▶ _Source text_:
[Start]

Acorns vs. competitors
While Acorns offers a great product, there are several other competitors that are also worth considering, including Betterment, Robinhood, Wealthfront, and Stash.
|Acorns||$1-$5 per month||None||Round-Ups, automated savings|
|Betterment||0.25%-.40% per year||None||Personalized digital advice, socially responsible investing|
|Robinhood||No commission, maintenance, or transfer fees||None||Invest in individual stocks, cryptocurrency|
|Wealthfront||0.25% per year||$500||Passive investing|
|Stash||$1-$9 per month||$5||Invest in fractional stocks|
Betterment is an investment platform that automatically invests your money into index funds. You can save money for a variety of different goals, from down payment on a mortgage to a kitchen renovation or a major purchase. Betterment charges a fee of 0.25%-.40% per year, and has no required minimum investment.
Betterment also features personalized investment advice based on your personal situation and savings goal, as well as socially responsible investment options that let you direct your money away from fossil fuels and other harmful investments. In addition to investment accounts, Betterment also offers checking, savings accounts, and retirement accounts.
Robinhood is another investment platform popular among small-dollar investors. Unlike Acorns and Betterment, Robinhood allows investors to invest in individual stocks, as well as alternative investments like cryptocurrency. Robinhood costs $0 to open an account and charges no maintenance, commission, or transfer fees. The platform does charge some regulatory transactions, trading activity, and ADR fees.
While Robinhood’s platform makes it fun and easy to invest sums small and large, the gamified nature of the platform has drawn criticism for encouraging retail investors to make risky investments. Robinhood has also been in the news recently for restricting trading and freezing the buying of some stocks during surges of popularity.
Wealthfront allows consumers to invest money and grow their wealth using passive investment strategies and a diversified portfolio managed by a robo-advisor. Wealthfront’s sophisticated digital investing strategy allows account holders to minimize fees, lower taxes, and manage risk. You can save for anything from retirement to college tuition to your next big purchase. Wealthfront also automatically rebalances your portfolio to bring it into closer alignment with your target allocation.

[End]

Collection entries

[Start]

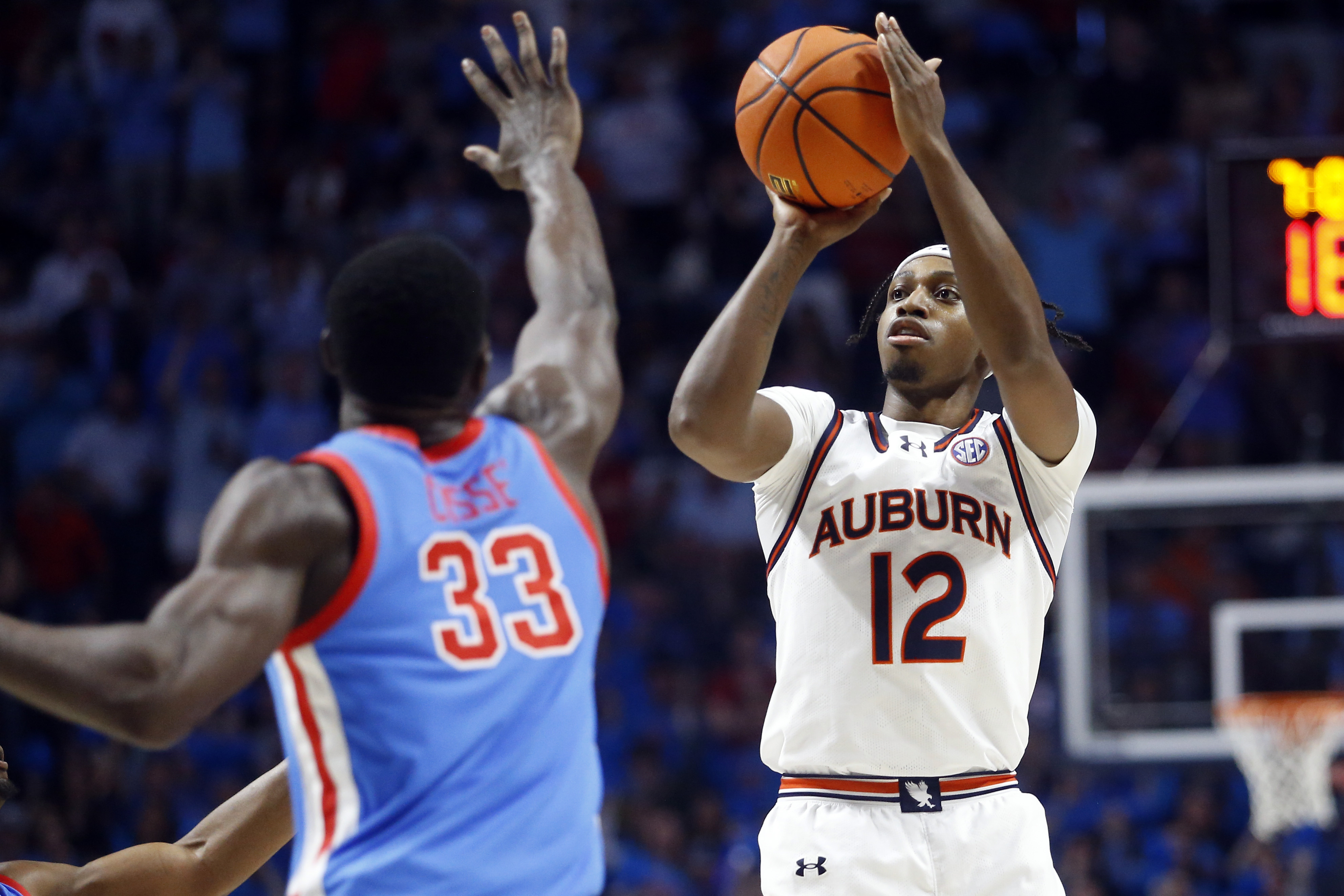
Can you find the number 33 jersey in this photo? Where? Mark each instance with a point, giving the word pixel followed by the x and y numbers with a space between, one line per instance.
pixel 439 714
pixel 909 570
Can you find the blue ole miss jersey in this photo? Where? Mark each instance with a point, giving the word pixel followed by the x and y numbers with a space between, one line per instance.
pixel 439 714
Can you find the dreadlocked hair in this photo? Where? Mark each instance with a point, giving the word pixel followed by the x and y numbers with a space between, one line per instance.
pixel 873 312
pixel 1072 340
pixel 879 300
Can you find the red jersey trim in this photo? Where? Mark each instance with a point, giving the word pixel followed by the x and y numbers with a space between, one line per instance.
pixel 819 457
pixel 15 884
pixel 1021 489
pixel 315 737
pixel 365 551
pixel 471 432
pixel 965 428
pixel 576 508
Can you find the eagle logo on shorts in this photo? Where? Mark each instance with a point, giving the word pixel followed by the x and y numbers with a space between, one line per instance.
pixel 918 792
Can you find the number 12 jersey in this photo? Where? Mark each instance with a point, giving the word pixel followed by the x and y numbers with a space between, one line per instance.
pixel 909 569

[End]
[Start]

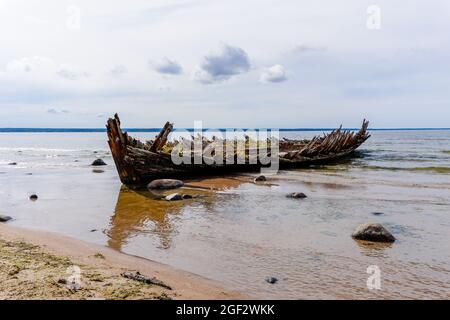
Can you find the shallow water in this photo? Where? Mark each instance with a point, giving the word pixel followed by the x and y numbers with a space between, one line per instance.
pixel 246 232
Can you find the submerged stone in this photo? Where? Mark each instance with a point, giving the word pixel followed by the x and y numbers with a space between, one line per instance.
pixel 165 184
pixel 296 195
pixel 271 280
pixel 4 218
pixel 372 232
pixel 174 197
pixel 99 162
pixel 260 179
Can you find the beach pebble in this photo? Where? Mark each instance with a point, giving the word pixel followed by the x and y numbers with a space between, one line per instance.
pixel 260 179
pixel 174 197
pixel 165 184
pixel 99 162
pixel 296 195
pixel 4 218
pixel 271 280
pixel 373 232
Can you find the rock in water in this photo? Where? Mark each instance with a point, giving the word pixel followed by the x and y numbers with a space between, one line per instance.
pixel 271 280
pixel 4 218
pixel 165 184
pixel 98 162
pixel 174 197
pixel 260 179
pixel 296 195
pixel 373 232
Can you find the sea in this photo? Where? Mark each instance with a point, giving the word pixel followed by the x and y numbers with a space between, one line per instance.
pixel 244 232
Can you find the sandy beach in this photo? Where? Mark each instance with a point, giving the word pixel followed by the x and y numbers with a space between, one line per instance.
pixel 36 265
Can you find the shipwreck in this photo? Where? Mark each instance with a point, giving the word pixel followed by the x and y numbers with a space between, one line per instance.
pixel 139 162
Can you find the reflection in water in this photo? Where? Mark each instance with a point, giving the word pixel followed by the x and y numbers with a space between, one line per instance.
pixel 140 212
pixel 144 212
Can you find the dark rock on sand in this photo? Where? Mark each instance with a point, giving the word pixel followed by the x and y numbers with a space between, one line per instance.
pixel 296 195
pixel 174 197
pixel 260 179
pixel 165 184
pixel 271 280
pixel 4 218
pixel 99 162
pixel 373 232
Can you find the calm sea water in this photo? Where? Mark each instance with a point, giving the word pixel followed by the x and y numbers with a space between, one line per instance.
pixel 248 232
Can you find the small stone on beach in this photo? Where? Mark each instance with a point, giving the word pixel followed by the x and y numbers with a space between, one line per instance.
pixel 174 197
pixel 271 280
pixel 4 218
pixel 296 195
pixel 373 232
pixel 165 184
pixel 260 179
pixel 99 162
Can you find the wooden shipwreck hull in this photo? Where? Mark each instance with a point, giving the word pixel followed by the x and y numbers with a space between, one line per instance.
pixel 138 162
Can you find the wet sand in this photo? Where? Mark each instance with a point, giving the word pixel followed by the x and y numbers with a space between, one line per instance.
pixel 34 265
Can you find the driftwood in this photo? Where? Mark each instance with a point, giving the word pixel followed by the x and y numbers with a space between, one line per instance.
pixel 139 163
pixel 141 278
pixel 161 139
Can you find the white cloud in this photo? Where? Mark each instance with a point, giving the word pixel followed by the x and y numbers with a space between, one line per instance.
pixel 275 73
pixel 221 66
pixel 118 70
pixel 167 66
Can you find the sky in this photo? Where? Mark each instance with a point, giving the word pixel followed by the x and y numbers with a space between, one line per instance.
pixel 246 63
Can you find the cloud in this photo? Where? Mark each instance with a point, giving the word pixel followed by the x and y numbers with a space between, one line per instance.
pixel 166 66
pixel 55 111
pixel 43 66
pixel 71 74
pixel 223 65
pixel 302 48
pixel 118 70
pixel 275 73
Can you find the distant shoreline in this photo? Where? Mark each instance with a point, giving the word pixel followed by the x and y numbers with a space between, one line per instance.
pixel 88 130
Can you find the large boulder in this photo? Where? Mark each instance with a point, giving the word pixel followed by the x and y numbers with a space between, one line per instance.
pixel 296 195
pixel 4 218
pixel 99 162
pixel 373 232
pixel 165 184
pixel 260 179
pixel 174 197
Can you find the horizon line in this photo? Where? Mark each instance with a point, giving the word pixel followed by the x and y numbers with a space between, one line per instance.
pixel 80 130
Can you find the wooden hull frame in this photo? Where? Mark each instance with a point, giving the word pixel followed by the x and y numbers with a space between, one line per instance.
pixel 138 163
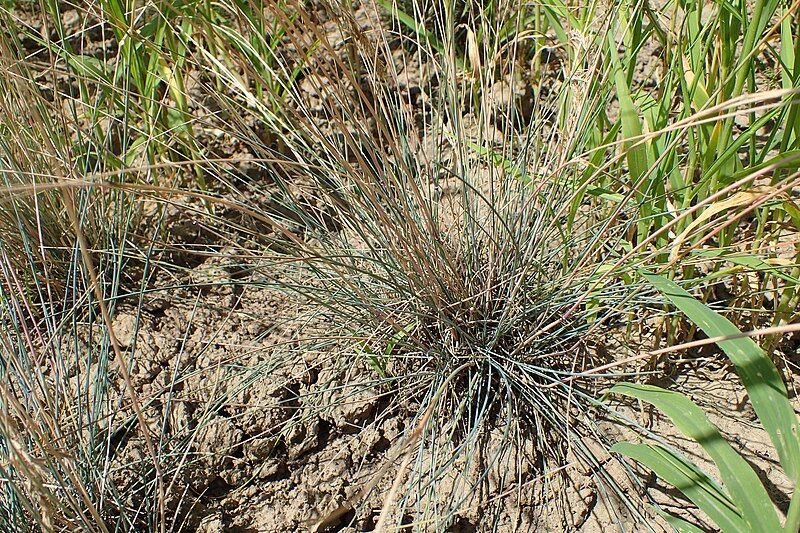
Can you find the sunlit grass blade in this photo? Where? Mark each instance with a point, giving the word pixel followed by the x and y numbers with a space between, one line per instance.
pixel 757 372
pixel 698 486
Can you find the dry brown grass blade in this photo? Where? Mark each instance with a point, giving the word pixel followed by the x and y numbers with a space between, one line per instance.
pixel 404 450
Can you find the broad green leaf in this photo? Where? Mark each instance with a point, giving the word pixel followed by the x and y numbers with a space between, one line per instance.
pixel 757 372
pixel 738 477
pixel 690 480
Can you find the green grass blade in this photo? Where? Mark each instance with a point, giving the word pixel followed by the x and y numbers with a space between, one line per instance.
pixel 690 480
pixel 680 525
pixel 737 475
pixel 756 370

[End]

▶ _Things to do_:
A – Answer these questions using the passage comparing Acorns with its competitors:
(i) What yearly fee does Betterment charge?
(ii) Besides individual stocks, what alternative investment does Robinhood allow?
(iii) What does Wealthfront automatically do to a portfolio to bring it closer to the target allocation?
B – Carry on the passage comparing Acorns with its competitors from where it stops.
None of these lines are needed for the work that follows.

▶ _Answers for this exercise_:
A –
(i) 0.25%-.40% per year
(ii) Cryptocurrency
(iii) It rebalances the portfolio.

B –
Fees include an advisory fee of 0.25% and a fund fee of 0.06%-0.13% per year. Unlike some of the investment platforms on this list, Wealthfront has a relatively high required minimum deposit of $500. This means that it might not be the best option for investors who are just getting started. Wealthfront also offers high-interest checking and portfolio lines of credit for borrowers with balances over $25,000.
Like Acorns, Stash aims to make investing accessible to average Americans, with a minimum required deposit of just $5. Stash charges monthly fees ranging from $1 per month to $9 per month depending on which account option you choose.
One feature that sets Stash apart is the ability to invest in fractional stock. However, unlike Robinhood, Stash is built for long-term investing, not day-trading. Stash’s fees are a little high when compared with some other investment platforms, which means they might not be the best fit for extremely cost-conscious consumers. In addition to investment accounts, Stash also offers banking and retirement options.
How much does Acorns cost?
Acorns offers three separate tiers, with costs of $1, $3, and $5 per month depending on the plan you select.
What type of investment options are available?
Acorns offers five different customized investment portfolios, ranging from conservative to aggressive.
What other products does Acorns offer?
In addition to investing, Acorns also offers checking accounts and retirement accounts.
The bottom line
Millennials have plenty of investment options to choose from, including real estate, single stocks, index funds, and alternative investments like cryptocurrency. Acorns is an attractive investing platform for beginning investors because it makes investing simple and straightforward. If you think you should be investing but aren’t sure how to get started, Acorns makes it easy to invest small amounts of money at a time. With its automated investing features, Acorns also allows you to set your investing on autopilot and grow your savings through the practice of micro-investing.
Acorns may not be the best choice if you’re an experienced investor, if you want a wide selection of investment options to choose from, or if you want to minimize fees. That said, it’s a great way to begin investing on a budget, and also features plenty of educational resources to help you learn more.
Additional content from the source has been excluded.